§ **ЗАДАНИЕ 1**:
Сократите абзац отрывка ниже, который начинается словами «Я кратко изложил ему свою просьбу». Основные факты должны остаться.

Мне уже было пора уезжать из Лос – Анджелеса, и у меня в последние дни возникло чувство душевной необходимости как‑то ответить на то гостеприимство, которое мне, человеку, приехавшему из Советского Союза, оказали в Голливуде самые разные люди.

Меня принимали как своего гостя известный голливудский режиссер Майльстон, популярный в те времена киноактер Гарфильд, одна из самых крупных американских актрис Бет Девис и, наконец, Чаплин.

Я стал раздумывать над тем, как же мне быть, как устроить им всем ответный дружеский прием.

В нескольких десятках миль от Голливуда на одном из причалов в это время стоял наш, пришедший сюда из Владивостока, танкер. Представитель торгпредства надоумил меня принять своих гостей на танкере, на советском корабле, который всегда и всюду остается частицей нашей земли.

Я посоветовался с консулом, а консул, в свою очередь, посоветовал мне поговорить с капитаном танкера.

Я позвонил по телефону и пригласил капитана позавтракать со мной.

На следующий день он приехал. Это был сорокапятилетний моряк, неулыбчивый, сдержанный и неплохо говоривший по – английски.

Я кратко изложил ему свою просьбу и поначалу не нашел сочувствия. Его смущало, что это будет происходить на его танкере, потому что танкер во время войны беспрерывно совершал рейсы между Америкой и Советским Союзом, а после войны так и не ремонтировался. Давно пора было отремонтировать что‑то в машинном отделении, да и внешний вид танкера не устраивал капитана. При этом он почему‑то особенно напирал на поручни, которые облезли, и их заново надо было обивать медью.

§ **ЗАДАНИЕ 2**:
Перепишите строки списка ниже, начиная со строки, где есть «Would you mind pointing out the t-shirt», и до конца списка включительно. Замените в них «concrete path» на «gravel path», ничего больше не меняя.

§ **ИСХОДНЫЙ СПИСОК**:

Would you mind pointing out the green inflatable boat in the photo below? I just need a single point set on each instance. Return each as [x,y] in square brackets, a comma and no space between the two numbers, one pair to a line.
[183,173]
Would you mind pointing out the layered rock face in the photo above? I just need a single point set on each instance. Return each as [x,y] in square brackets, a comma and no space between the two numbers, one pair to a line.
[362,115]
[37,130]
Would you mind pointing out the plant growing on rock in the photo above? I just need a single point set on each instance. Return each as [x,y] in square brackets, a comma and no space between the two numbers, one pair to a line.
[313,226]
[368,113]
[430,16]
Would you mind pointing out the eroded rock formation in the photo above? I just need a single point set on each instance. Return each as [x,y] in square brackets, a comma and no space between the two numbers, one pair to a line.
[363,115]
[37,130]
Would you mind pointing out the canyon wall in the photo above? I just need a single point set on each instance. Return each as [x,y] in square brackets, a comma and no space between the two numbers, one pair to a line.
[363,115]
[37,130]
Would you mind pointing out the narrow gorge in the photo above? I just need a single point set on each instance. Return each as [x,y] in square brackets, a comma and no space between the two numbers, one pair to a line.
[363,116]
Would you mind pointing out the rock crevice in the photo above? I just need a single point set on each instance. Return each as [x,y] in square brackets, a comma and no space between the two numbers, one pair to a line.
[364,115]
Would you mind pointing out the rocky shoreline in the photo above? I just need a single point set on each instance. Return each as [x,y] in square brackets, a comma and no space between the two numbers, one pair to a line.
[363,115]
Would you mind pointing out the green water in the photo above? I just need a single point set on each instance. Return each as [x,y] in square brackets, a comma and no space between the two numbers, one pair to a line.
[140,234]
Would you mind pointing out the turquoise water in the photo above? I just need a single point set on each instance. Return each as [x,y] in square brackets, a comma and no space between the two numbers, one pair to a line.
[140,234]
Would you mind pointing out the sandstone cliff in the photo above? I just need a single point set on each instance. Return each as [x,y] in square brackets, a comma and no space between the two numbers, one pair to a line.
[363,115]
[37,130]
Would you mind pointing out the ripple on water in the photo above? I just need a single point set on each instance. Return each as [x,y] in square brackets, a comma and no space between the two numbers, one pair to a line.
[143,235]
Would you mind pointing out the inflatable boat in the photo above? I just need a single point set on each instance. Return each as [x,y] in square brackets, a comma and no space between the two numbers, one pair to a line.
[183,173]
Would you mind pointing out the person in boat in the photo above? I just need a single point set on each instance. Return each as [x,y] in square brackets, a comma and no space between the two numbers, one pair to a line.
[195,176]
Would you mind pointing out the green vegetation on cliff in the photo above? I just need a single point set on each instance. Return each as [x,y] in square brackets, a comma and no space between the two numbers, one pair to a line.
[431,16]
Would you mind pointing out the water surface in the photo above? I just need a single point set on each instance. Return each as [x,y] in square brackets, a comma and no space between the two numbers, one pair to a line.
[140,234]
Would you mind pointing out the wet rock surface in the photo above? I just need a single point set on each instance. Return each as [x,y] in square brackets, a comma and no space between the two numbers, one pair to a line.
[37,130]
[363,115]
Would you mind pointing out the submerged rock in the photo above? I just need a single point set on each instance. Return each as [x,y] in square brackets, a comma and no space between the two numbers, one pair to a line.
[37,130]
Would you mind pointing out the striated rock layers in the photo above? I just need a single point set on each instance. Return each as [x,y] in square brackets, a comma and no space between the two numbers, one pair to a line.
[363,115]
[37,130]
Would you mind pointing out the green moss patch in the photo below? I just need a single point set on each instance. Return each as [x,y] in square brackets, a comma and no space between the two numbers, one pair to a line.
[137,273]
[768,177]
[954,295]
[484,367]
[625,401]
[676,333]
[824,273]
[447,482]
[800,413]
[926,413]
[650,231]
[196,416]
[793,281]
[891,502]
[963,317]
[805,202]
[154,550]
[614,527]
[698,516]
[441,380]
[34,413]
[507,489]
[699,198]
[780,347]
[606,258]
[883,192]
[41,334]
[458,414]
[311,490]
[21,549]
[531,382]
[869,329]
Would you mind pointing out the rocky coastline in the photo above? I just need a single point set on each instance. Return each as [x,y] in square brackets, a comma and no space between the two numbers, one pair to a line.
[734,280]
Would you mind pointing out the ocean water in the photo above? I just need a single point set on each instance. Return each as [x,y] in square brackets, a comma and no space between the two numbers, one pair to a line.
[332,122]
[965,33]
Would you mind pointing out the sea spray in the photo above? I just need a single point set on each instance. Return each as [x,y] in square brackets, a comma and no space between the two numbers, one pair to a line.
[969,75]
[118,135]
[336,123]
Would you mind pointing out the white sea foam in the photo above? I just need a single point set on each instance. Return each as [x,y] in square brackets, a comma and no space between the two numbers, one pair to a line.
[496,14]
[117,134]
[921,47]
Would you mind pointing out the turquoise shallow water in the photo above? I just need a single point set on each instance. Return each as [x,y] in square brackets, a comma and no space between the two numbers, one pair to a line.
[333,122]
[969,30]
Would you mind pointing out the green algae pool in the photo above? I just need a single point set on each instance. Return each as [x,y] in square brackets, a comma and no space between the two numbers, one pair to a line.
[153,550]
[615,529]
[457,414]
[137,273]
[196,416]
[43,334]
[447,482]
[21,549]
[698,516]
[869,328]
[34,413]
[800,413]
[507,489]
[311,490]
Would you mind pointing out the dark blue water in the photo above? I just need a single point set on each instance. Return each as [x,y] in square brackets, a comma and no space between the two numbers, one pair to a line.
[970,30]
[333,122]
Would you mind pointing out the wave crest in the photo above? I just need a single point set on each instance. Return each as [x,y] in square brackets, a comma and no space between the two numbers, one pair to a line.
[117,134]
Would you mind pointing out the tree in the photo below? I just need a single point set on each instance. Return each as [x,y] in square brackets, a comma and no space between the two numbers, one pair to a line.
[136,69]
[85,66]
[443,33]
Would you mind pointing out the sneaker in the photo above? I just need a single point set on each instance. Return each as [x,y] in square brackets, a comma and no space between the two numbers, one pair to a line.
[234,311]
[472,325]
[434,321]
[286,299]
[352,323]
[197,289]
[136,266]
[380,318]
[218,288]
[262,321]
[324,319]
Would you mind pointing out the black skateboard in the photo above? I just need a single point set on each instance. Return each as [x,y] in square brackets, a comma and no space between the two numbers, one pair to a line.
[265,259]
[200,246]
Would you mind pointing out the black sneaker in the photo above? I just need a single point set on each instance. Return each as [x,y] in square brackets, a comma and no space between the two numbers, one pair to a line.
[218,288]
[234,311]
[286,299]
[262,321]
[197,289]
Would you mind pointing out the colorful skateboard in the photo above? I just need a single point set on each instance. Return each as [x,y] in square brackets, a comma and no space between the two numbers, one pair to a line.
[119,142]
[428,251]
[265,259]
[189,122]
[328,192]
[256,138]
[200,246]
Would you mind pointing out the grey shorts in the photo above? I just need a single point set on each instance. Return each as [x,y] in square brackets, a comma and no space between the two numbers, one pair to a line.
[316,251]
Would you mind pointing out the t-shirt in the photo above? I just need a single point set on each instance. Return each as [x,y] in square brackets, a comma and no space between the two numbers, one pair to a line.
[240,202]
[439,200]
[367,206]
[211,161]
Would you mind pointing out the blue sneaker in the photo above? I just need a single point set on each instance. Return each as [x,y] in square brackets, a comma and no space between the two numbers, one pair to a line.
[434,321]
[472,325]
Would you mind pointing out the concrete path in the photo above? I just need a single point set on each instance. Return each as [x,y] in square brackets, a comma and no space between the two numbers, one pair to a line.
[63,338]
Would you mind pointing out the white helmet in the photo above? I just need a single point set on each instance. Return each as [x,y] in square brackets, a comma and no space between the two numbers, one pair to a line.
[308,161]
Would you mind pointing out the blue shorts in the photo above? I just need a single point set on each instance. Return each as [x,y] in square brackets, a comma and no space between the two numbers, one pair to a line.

§ **ПОЛНЫЙ ОТВЕТ 1**:
Капитан сначала не поддержал просьбу принять гостей на танкере. Его смущало, что всю войну танкер без перерыва ходил между Америкой и Советским Союзом, а после войны так и не ремонтировался. В машинном отделении давно требовался ремонт, и внешний вид судна капитана тоже не устраивал. Особенно он напирал на облезлые поручни, которые нужно было заново обить медью.

§ **ПОЛНЫЙ ОТВЕТ 2**:
Would you mind pointing out the t-shirt in the photo above? I just need a single point set on each instance. Return each as [x,y] in square brackets, a comma and no space between the two numbers, one pair to a line.
[240,202]
[439,200]
[367,206]
[211,161]
Would you mind pointing out the blue sneaker in the photo above? I just need a single point set on each instance. Return each as [x,y] in square brackets, a comma and no space between the two numbers, one pair to a line.
[434,321]
[472,325]
Would you mind pointing out the gravel path in the photo above? I just need a single point set on each instance. Return each as [x,y] in square brackets, a comma and no space between the two numbers, one pair to a line.
[63,338]
Would you mind pointing out the white helmet in the photo above? I just need a single point set on each instance. Return each as [x,y] in square brackets, a comma and no space between the two numbers, one pair to a line.
[308,161]
Would you mind pointing out the blue shorts in the photo above? I just need a single point set on each instance. Return each as [x,y] in square brackets, a comma and no space between the two numbers, one pair to a line.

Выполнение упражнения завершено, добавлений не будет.